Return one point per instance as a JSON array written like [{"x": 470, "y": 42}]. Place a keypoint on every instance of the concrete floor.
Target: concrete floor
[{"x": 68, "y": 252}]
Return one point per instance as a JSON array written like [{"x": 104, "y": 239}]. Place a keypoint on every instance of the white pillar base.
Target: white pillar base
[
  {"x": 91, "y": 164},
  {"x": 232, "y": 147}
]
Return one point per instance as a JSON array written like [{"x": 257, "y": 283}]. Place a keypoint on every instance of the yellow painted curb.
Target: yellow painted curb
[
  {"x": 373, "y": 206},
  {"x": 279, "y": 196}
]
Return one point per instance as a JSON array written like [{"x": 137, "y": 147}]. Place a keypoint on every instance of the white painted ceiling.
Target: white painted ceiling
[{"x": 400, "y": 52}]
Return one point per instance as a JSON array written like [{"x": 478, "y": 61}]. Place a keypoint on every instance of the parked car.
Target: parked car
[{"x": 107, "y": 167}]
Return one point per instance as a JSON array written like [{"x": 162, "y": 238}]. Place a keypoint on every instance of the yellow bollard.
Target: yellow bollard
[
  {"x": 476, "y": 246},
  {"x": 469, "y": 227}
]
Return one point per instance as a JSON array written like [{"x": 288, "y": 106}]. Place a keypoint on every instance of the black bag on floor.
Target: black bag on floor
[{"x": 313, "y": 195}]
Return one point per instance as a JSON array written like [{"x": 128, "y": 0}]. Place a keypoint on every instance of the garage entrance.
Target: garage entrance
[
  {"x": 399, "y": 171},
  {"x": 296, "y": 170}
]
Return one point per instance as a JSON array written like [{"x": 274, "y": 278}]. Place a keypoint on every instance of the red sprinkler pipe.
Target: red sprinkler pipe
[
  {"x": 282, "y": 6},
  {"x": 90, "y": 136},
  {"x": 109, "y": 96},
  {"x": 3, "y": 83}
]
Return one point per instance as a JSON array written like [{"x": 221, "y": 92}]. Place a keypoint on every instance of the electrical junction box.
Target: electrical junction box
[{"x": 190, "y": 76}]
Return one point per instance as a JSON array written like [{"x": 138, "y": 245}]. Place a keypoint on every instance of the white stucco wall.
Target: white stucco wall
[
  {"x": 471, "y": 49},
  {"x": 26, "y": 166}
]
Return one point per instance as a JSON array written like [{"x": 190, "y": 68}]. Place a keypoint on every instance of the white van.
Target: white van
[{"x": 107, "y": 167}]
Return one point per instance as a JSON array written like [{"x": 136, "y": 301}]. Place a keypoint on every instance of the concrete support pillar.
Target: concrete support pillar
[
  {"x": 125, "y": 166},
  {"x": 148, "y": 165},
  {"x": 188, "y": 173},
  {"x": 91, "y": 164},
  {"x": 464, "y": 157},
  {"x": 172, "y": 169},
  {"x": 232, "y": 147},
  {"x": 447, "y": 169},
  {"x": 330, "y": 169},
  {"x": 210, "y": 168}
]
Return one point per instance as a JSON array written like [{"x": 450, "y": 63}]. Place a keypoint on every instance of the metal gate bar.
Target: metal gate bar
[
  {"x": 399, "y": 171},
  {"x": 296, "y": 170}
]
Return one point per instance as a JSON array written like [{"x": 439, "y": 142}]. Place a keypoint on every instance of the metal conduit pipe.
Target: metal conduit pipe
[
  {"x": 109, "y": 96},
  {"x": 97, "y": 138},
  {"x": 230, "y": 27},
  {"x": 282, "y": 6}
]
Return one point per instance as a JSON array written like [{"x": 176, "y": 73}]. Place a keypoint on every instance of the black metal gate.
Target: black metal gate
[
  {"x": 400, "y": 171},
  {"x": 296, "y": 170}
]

#### Your instructions
Can you give everything from the line containing "black metal gate." down to the end of the records again, renaming "black metal gate" to "black steel gate" and leaving all else unchanged?

#### Written response
Return one point per instance as a JSON array written like [{"x": 176, "y": 73}]. Place a keypoint on every instance of the black steel gate.
Target: black steel gate
[
  {"x": 400, "y": 171},
  {"x": 296, "y": 170}
]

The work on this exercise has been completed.